▼▼▼
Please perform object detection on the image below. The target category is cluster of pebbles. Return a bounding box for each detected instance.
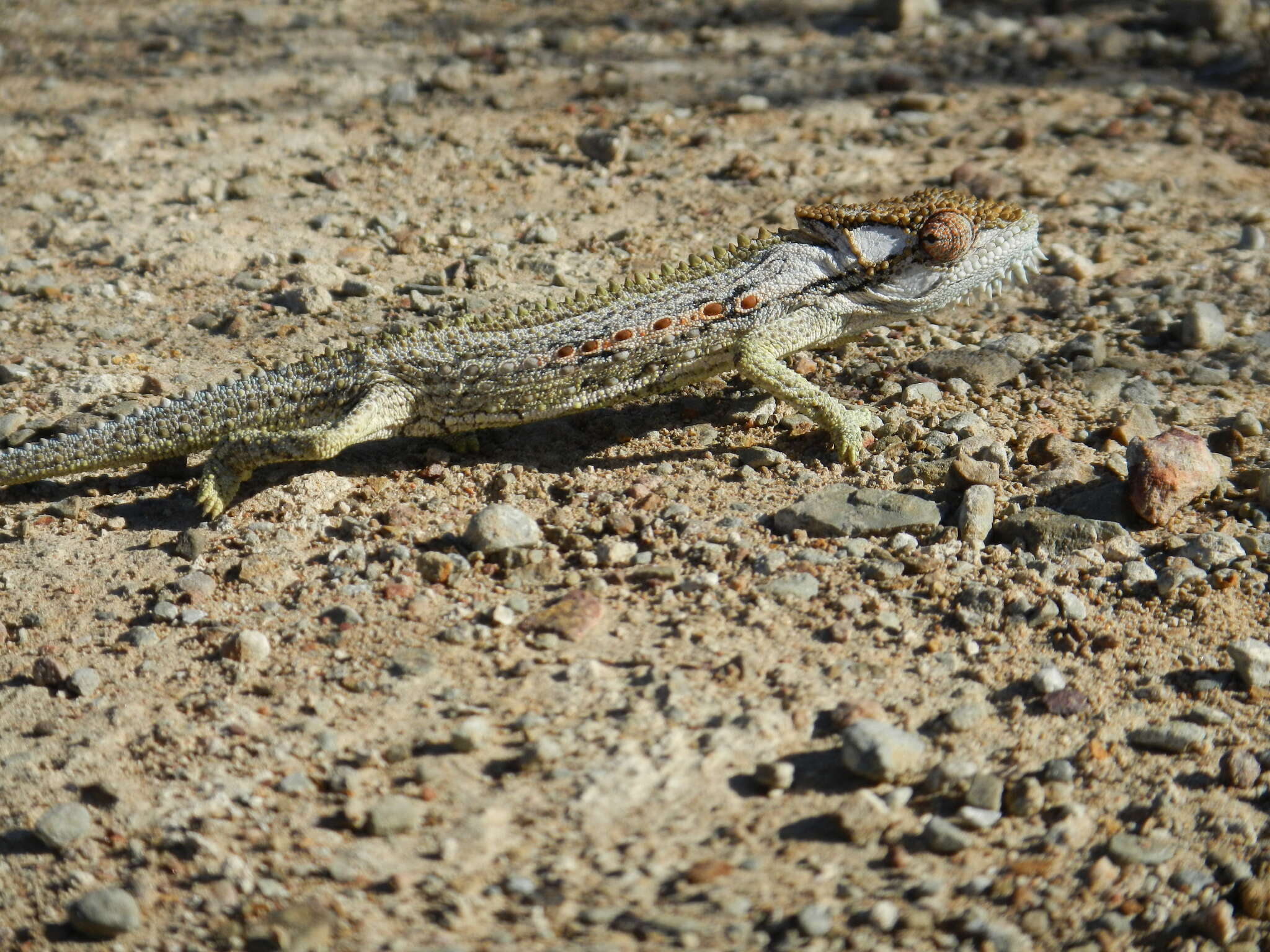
[0,0,1270,952]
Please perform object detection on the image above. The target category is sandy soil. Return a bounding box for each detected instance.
[7,0,1270,951]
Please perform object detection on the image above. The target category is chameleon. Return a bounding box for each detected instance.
[0,188,1044,519]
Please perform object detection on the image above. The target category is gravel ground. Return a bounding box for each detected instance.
[0,0,1270,952]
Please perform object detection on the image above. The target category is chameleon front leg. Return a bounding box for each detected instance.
[197,385,413,519]
[737,309,873,465]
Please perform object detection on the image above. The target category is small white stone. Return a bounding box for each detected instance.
[221,628,269,664]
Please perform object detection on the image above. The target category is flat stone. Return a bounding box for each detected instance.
[913,346,1024,389]
[366,793,423,837]
[1128,721,1208,754]
[1177,532,1243,569]
[956,483,997,542]
[1108,832,1177,866]
[464,503,542,553]
[68,888,141,940]
[922,816,974,855]
[762,573,820,602]
[993,506,1127,556]
[1128,426,1222,526]
[772,485,940,536]
[1225,638,1270,688]
[1181,301,1225,350]
[33,803,93,850]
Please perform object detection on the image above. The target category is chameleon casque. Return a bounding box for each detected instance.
[0,189,1044,518]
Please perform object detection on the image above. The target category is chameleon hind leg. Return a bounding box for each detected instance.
[197,385,413,519]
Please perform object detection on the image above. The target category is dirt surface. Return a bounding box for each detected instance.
[0,0,1270,951]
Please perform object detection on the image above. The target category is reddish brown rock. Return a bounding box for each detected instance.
[1128,426,1222,526]
[521,589,610,641]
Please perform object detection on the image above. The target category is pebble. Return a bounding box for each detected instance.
[842,718,931,783]
[1128,426,1222,526]
[68,888,141,940]
[772,485,940,537]
[761,573,820,602]
[922,816,974,855]
[221,628,269,664]
[1177,532,1243,569]
[956,803,1001,830]
[1181,301,1225,350]
[869,899,899,932]
[66,668,102,697]
[32,803,93,850]
[913,346,1024,390]
[899,381,940,406]
[944,700,992,733]
[1191,901,1238,947]
[464,503,542,553]
[1156,556,1207,596]
[1236,876,1270,920]
[1237,224,1266,252]
[450,717,494,754]
[366,793,423,837]
[120,625,159,647]
[1031,664,1067,694]
[575,126,630,165]
[797,902,833,937]
[1128,721,1208,754]
[1108,832,1177,866]
[596,538,639,567]
[965,772,1006,813]
[956,483,997,542]
[1231,410,1265,437]
[755,760,794,790]
[1225,638,1270,688]
[993,506,1127,556]
[1005,777,1046,816]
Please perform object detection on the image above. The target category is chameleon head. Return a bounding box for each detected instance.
[795,189,1044,314]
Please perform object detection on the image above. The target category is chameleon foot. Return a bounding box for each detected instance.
[195,457,252,519]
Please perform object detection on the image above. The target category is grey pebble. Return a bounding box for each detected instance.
[150,598,180,625]
[797,902,833,935]
[366,793,423,837]
[68,886,141,940]
[1128,721,1208,754]
[944,700,992,733]
[1005,777,1046,816]
[755,760,794,790]
[1237,224,1266,252]
[1177,532,1243,569]
[66,668,102,697]
[913,348,1024,389]
[772,485,940,536]
[120,625,159,647]
[1031,664,1067,694]
[33,803,93,850]
[1181,301,1225,350]
[1225,638,1270,688]
[450,717,494,754]
[277,772,318,795]
[922,816,974,855]
[1108,832,1177,866]
[993,506,1127,556]
[464,503,542,552]
[956,485,997,542]
[762,573,820,601]
[842,718,930,782]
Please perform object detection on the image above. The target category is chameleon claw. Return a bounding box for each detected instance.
[195,458,244,519]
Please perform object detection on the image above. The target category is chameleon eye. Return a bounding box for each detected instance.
[917,208,974,263]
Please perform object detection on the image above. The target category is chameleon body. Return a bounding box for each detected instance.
[0,189,1042,518]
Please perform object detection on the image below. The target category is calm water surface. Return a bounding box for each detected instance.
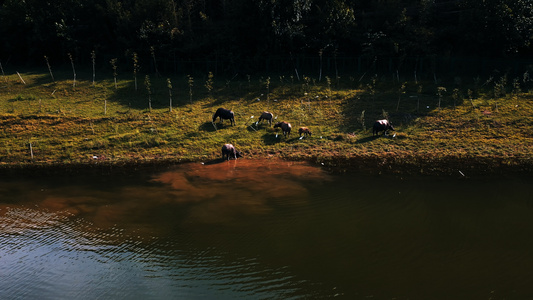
[0,160,533,299]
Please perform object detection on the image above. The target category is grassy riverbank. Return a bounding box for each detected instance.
[0,72,533,173]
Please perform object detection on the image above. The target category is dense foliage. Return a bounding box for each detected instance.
[0,0,533,72]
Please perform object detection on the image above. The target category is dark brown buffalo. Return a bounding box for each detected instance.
[258,111,274,126]
[372,120,394,135]
[213,107,235,125]
[274,121,292,136]
[298,127,311,137]
[222,144,242,160]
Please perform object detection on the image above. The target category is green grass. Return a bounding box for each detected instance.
[0,72,533,172]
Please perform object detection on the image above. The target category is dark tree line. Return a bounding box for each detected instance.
[0,0,533,71]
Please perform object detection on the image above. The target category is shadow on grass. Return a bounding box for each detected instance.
[355,136,378,144]
[261,132,299,145]
[198,122,236,132]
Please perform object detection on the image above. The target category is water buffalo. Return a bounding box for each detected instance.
[298,127,311,137]
[258,111,274,126]
[372,120,394,135]
[274,121,292,136]
[213,107,235,125]
[222,144,242,160]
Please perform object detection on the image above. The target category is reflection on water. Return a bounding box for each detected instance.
[0,160,533,299]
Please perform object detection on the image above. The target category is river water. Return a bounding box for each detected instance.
[0,159,533,299]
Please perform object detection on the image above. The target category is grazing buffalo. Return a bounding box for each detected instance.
[372,120,394,135]
[298,127,311,137]
[274,121,292,136]
[222,144,242,160]
[213,107,235,125]
[258,111,274,126]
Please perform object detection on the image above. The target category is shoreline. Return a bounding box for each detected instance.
[0,153,533,177]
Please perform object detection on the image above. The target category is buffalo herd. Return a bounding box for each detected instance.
[213,107,394,160]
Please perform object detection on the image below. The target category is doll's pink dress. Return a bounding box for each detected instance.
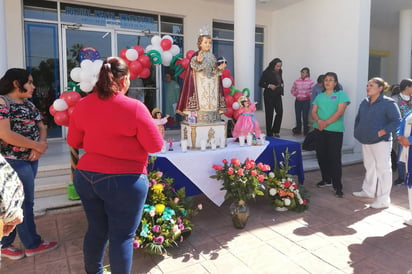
[232,103,261,138]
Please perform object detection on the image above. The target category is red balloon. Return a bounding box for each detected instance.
[225,95,234,106]
[224,107,233,118]
[160,38,173,50]
[233,91,243,101]
[186,49,196,60]
[181,58,190,69]
[129,60,143,75]
[119,49,127,60]
[67,107,74,117]
[49,104,57,116]
[137,54,152,68]
[222,69,233,78]
[133,46,144,56]
[179,71,186,79]
[60,91,82,107]
[54,110,69,127]
[140,68,150,79]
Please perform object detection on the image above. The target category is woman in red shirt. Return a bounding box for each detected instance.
[67,57,163,273]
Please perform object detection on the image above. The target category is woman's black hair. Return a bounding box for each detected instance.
[399,79,412,91]
[0,68,30,95]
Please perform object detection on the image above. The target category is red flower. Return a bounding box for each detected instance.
[212,165,223,170]
[232,158,240,166]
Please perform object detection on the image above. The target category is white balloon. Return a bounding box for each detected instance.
[162,51,173,64]
[80,82,93,92]
[93,60,103,74]
[150,35,162,47]
[222,78,232,88]
[126,49,139,61]
[70,67,82,82]
[80,59,93,70]
[144,45,153,53]
[232,102,240,110]
[170,45,180,56]
[80,69,93,82]
[53,99,69,111]
[163,35,173,45]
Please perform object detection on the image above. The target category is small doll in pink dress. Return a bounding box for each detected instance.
[152,108,169,137]
[232,96,261,138]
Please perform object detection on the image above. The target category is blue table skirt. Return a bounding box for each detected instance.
[153,137,305,196]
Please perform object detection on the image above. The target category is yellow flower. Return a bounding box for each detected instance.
[152,184,163,194]
[155,204,165,215]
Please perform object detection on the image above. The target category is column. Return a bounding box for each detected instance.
[0,0,7,77]
[398,9,412,81]
[234,0,256,102]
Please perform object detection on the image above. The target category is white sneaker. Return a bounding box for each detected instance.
[369,201,389,209]
[352,190,373,198]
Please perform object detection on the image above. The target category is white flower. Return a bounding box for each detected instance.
[269,188,276,196]
[283,198,291,206]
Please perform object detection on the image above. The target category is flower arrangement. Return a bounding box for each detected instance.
[210,158,270,203]
[266,149,309,212]
[133,157,202,255]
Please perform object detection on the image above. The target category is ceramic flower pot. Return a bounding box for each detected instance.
[229,201,249,229]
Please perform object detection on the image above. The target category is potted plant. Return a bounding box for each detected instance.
[210,158,270,228]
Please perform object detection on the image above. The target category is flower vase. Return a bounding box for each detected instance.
[229,201,249,229]
[275,206,288,212]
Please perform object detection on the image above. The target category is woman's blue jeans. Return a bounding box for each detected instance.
[73,169,149,274]
[1,159,41,249]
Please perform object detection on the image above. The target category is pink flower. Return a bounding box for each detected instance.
[153,236,165,245]
[231,158,240,166]
[212,165,223,170]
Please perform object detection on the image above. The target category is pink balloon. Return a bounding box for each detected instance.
[137,54,152,68]
[140,68,150,79]
[160,38,173,50]
[133,46,144,56]
[129,60,143,75]
[54,110,69,126]
[186,49,196,60]
[222,69,233,78]
[49,104,57,116]
[60,91,82,107]
[119,49,127,60]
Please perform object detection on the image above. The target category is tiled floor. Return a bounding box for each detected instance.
[0,165,412,274]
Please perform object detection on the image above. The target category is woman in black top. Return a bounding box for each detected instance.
[259,58,283,137]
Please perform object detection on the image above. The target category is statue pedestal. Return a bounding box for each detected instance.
[180,121,227,150]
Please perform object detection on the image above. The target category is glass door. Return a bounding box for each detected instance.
[116,31,162,111]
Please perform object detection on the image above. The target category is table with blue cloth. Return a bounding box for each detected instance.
[152,137,304,206]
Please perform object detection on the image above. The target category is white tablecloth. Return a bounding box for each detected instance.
[155,138,269,206]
▲▲▲
Could you copy out the rows that begin at the line containing "woman in black" and stop after the line containing "[180,121,227,150]", swapping "statue pedestal" for "marble base" and changing nothing else?

Please perform object detection on the image above. The target category is woman in black top. Return a bounding box for each detected instance.
[259,58,283,137]
Please perform object detection on the image above. The target category is marble base. Return a bounding box for each detected instance.
[180,121,227,150]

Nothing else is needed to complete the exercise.